:: Dataset excerpts ::
__________________________________________________

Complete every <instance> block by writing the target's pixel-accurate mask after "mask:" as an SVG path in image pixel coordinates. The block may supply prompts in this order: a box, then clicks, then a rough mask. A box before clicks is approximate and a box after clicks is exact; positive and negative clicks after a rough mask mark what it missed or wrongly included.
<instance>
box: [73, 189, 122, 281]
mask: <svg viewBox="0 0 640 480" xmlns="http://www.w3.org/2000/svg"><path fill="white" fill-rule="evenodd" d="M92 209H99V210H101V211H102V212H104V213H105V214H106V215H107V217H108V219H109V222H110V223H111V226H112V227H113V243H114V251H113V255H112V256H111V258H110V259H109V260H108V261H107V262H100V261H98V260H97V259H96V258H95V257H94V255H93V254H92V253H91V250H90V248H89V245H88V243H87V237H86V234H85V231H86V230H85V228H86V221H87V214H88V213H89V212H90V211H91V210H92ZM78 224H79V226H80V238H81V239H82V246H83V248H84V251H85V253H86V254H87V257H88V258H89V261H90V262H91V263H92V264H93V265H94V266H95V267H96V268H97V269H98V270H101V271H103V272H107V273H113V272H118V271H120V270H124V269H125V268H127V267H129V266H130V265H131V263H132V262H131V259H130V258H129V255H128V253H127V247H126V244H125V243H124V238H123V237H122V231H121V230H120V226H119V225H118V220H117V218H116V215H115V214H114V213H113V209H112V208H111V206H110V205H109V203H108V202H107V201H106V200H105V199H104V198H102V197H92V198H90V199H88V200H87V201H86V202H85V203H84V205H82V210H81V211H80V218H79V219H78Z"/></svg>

__________________________________________________

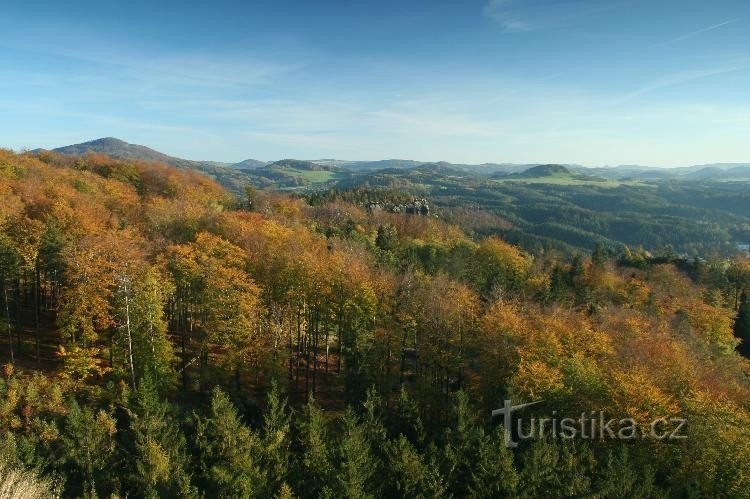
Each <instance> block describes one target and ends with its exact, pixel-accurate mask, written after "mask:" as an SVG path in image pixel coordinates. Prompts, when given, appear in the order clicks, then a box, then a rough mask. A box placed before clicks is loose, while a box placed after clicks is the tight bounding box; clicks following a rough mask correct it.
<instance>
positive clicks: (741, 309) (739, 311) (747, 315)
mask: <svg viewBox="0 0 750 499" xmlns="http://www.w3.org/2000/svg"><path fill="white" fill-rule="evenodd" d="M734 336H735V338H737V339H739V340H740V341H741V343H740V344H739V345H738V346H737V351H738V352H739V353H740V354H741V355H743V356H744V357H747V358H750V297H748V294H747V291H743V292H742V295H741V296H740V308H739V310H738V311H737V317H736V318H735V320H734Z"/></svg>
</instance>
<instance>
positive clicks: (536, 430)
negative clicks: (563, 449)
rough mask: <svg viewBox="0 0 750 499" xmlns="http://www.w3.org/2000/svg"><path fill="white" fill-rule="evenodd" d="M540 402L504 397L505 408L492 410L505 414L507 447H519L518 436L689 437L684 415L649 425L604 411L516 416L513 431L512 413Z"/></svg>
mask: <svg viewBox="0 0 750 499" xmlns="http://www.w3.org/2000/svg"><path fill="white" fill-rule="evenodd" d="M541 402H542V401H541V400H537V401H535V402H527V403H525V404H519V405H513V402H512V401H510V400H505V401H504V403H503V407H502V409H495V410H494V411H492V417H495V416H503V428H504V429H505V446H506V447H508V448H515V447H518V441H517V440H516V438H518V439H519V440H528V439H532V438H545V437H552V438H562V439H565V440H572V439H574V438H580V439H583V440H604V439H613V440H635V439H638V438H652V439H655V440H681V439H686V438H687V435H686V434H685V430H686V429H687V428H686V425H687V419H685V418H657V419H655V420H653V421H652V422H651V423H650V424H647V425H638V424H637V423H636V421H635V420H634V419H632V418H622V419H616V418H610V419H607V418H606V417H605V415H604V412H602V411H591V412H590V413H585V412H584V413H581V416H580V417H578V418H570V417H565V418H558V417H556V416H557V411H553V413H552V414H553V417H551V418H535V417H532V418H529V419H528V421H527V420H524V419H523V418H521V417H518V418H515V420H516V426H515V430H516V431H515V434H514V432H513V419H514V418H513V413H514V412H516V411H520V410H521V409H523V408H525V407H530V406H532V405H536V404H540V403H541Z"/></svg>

__________________________________________________

:: Action item ::
Copy out each line from the preceding entries that mentions the word "negative".

:: Solution to this exercise ::
Complete every <instance> block by writing the target's pixel-accurate mask after "mask:" as an SVG path in image pixel coordinates. The block may supply prompts in this order: a box, then clicks, then a rough mask. A box before clicks is approximate and a box after clicks is exact; positive and negative clicks after a rough mask mark what it missed or wrongly included.
negative clicks: (563, 449)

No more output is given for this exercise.